SHORT TASK:
Please copy every one of the entries below word for word, line by line, with nothing changed.

MATERIAL SHOWN:
————————

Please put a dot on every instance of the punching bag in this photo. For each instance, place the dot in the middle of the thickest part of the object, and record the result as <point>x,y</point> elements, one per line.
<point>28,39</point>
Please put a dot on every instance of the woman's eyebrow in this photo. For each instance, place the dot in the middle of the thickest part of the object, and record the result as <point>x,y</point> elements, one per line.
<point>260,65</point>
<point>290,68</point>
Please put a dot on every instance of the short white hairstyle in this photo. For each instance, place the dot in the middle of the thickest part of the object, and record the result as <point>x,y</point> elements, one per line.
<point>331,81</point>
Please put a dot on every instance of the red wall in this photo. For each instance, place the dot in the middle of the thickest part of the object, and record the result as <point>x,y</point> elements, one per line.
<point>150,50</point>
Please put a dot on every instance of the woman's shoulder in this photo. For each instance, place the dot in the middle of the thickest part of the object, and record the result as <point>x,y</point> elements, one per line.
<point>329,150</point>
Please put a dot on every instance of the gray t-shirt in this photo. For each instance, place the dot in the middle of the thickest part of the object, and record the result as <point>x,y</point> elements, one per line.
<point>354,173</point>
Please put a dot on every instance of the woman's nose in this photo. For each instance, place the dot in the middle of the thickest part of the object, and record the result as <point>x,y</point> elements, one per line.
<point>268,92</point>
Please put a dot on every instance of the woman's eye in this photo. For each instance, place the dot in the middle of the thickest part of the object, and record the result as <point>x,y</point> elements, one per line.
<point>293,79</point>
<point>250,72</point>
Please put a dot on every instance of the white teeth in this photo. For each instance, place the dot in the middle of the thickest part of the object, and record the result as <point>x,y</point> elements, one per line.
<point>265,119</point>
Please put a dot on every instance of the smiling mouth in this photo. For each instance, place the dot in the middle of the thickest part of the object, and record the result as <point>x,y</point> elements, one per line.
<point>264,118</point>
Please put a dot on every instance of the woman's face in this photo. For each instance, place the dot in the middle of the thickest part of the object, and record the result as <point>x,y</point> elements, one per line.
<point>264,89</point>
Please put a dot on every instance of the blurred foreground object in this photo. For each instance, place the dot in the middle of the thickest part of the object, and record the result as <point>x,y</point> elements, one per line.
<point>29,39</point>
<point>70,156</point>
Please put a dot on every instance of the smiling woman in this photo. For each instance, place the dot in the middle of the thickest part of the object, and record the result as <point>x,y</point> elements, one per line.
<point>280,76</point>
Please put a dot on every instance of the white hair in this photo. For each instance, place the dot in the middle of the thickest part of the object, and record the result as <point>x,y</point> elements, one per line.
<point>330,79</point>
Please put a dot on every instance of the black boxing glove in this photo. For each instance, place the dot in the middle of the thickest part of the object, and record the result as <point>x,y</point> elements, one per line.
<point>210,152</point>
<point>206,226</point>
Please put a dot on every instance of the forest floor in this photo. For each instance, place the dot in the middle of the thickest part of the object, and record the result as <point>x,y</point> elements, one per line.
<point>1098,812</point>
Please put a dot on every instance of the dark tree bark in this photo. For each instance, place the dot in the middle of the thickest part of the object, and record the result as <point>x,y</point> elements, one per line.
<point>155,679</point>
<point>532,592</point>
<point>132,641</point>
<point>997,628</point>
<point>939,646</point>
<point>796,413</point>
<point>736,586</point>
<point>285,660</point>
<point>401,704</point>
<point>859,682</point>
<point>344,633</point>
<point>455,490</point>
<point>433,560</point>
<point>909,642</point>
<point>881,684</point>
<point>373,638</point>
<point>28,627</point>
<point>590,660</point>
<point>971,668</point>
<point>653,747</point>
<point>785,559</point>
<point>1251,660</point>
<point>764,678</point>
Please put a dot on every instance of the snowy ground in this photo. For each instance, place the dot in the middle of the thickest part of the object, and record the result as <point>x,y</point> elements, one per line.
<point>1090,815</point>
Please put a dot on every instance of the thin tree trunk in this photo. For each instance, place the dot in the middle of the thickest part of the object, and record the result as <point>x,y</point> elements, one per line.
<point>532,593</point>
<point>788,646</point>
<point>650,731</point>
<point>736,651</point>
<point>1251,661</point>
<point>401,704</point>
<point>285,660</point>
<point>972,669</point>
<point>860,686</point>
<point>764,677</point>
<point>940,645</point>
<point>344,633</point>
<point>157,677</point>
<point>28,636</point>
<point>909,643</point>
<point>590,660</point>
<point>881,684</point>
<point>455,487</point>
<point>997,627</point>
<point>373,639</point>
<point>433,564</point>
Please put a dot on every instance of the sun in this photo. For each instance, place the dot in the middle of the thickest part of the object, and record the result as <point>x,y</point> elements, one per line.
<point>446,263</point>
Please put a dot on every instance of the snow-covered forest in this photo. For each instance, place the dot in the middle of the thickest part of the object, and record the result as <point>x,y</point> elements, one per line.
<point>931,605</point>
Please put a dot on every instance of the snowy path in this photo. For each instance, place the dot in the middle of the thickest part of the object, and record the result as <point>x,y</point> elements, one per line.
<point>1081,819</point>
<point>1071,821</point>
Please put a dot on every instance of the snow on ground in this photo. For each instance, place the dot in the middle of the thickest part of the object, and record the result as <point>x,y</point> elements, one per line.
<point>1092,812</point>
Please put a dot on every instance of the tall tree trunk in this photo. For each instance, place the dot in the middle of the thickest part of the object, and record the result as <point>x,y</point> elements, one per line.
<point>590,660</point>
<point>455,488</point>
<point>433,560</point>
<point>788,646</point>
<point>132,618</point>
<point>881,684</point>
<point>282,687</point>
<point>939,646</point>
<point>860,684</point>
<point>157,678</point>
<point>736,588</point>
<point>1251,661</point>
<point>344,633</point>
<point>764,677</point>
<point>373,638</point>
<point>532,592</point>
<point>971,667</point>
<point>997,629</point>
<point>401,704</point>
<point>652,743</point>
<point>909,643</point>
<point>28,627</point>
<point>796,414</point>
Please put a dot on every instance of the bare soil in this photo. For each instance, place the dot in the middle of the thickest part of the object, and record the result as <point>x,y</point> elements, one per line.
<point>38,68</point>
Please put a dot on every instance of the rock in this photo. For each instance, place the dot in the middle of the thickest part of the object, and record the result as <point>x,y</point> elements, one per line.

————————

FULL RESPONSE:
Please put a dot on every instance of the punching bag in this photo. For each instance, place the dot in the middle of the thickest part of the object, and record the result as <point>x,y</point> elements, one per line.
<point>28,39</point>
Please put a dot on every instance of the woman's eyebrow in this photo. For each instance, place the dot in the middle of the thickest part of the object, and record the result as <point>x,y</point> elements, one per line.
<point>260,65</point>
<point>290,68</point>
Please put a dot on every instance of the short white hairstyle in this photo. For each instance, place the dot in the middle of the thickest part of the object, and record the result as <point>x,y</point> elements, one per line.
<point>331,81</point>
Please put a dot on every instance of the red wall in this photo. For each instance, place the dot in the middle of the thickest part of the object, and record the result as <point>x,y</point> elements, one per line.
<point>150,50</point>
Please put a dot on every instance of the woman's shoulder in this photo. For each instance, place the dot in the middle of the thickest part of the object, and record the result as <point>x,y</point> elements, one per line.
<point>329,150</point>
Please put a dot on every instance of the gray t-shirt in this photo. For each instance, place the dot in the middle of the thickest part of the object, and record the result as <point>x,y</point> elements, one per line.
<point>354,173</point>
Please put a dot on every instance of the woman's nose in this photo. For each instance, place the dot in the middle of the thickest part of the object, and record the result as <point>x,y</point> elements, one per line.
<point>268,92</point>
Please put a dot on every instance of the woman's eye in this photo. For each instance, place the dot in the middle of the thickest part of the object, and record the result as <point>x,y</point> elements, one per line.
<point>293,79</point>
<point>250,72</point>
Please put a dot on every instance of the white teeth in this photo. For each instance, place the dot in the middle of the thickest part of the object, and record the result as <point>x,y</point> elements, one per line.
<point>265,119</point>
Please put a dot on every instance of the smiling mouth in this photo. For each instance, place the dot in the middle of the thickest part of the object, and record the result as <point>x,y</point> elements, one per line.
<point>264,118</point>
Please put a dot on every instance of the woman's face in this photo. For each instance, place the dot in the middle of the thickest part of the object, and record the result as <point>x,y</point> elements, one per line.
<point>264,89</point>
Please put a dot on every instance of the blurred foreground object in this photo. For each instance, place the dot in the middle of the thickest part of the object, and record the result as <point>x,y</point> elements, one per line.
<point>29,39</point>
<point>70,156</point>
Please put a dot on every instance of the smiling woman in this photo. For each instance, place the dot in the middle of the thickest part of the object, and record the result as <point>x,y</point> elements, one per line.
<point>280,76</point>
Please put a dot on every instance of the white hair in this photo. For each instance, place the dot in the middle of the thickest part of the object, and record the result as <point>x,y</point> elements, one per line.
<point>330,79</point>
Please put a dot on every instance of the black boxing glove in this photo. For each instance, place the dot in the middle of the thickest part of the object, and record the result as <point>x,y</point> elements, one per line.
<point>210,152</point>
<point>206,226</point>
Please put a dot on every instance of the forest floor in this photo. For each instance, place the dot in the middle of the thickest part of the object, and record the result as <point>x,y</point> elements, one per line.
<point>1098,812</point>
Please put a dot on every instance of the dark tree bark in this photo. For each instance, place the dot in the middle of the thickest part of the object, and record the result as <point>x,y</point> elements, one per line.
<point>155,679</point>
<point>532,592</point>
<point>132,641</point>
<point>997,628</point>
<point>939,646</point>
<point>796,413</point>
<point>736,586</point>
<point>285,660</point>
<point>401,704</point>
<point>859,682</point>
<point>344,633</point>
<point>455,490</point>
<point>433,560</point>
<point>909,642</point>
<point>881,684</point>
<point>373,638</point>
<point>28,627</point>
<point>590,660</point>
<point>971,668</point>
<point>653,747</point>
<point>785,559</point>
<point>1251,660</point>
<point>764,678</point>
Please put a dot on every instance of the snowy ground in this photo. For each instance, place the dot in the middle of the thickest part of the object, and record the result as <point>x,y</point> elements, one per line.
<point>1090,815</point>
Please put a dot on every instance of the thin tree trunk in this photo. For each instance, place the dot in the middle of the thickest part of the object, and record the result as <point>x,y</point> elements, one per line.
<point>532,593</point>
<point>788,646</point>
<point>650,731</point>
<point>736,651</point>
<point>1251,661</point>
<point>401,704</point>
<point>285,660</point>
<point>972,669</point>
<point>860,686</point>
<point>764,677</point>
<point>940,645</point>
<point>344,633</point>
<point>157,677</point>
<point>28,636</point>
<point>909,643</point>
<point>590,660</point>
<point>881,684</point>
<point>455,487</point>
<point>997,627</point>
<point>373,639</point>
<point>433,564</point>
Please put a dot on every instance of the sun in this photo. For each instance, place the dot in the middle of the thickest part of the object, and record the result as <point>x,y</point> elements, one per line.
<point>446,263</point>
Please put a dot on every instance of the snow-covered forest in this photo. For each instance, place the dot in the middle of the thickest part of the object, and record the result as <point>x,y</point> elements, one per line.
<point>931,605</point>
Please put a dot on every instance of the snowy path in this photo. For each instance, place the dot in the middle of the thickest part of the object, and record the result as <point>x,y</point> elements, one per line.
<point>1081,819</point>
<point>1071,821</point>
Please put a dot on every instance of the snow on ground in this photo. For each instance, place the dot in the middle of the thickest part of the object, and record the result as <point>x,y</point> elements, one per line.
<point>1092,812</point>
Please put a dot on every instance of the tall tree trunk in this photo. For each instance, place the dot in the middle of the thickest part of the object, and record the result as <point>x,y</point> elements, one per line.
<point>590,660</point>
<point>455,488</point>
<point>433,560</point>
<point>788,646</point>
<point>132,618</point>
<point>881,684</point>
<point>282,687</point>
<point>939,646</point>
<point>860,684</point>
<point>157,678</point>
<point>736,588</point>
<point>1251,661</point>
<point>344,633</point>
<point>764,677</point>
<point>373,638</point>
<point>532,592</point>
<point>971,667</point>
<point>997,629</point>
<point>401,704</point>
<point>652,743</point>
<point>909,643</point>
<point>28,627</point>
<point>796,414</point>
Please put a dot on every instance of the bare soil in this photo. For each instance, place the dot in the middle of the thickest part of the object, and record the result as <point>x,y</point> elements, one per line.
<point>38,68</point>
Please put a dot on every instance of the rock in this photo. For each instance, place the dot in the middle of the thickest part of the object, and record the result as <point>x,y</point> elements, one per line.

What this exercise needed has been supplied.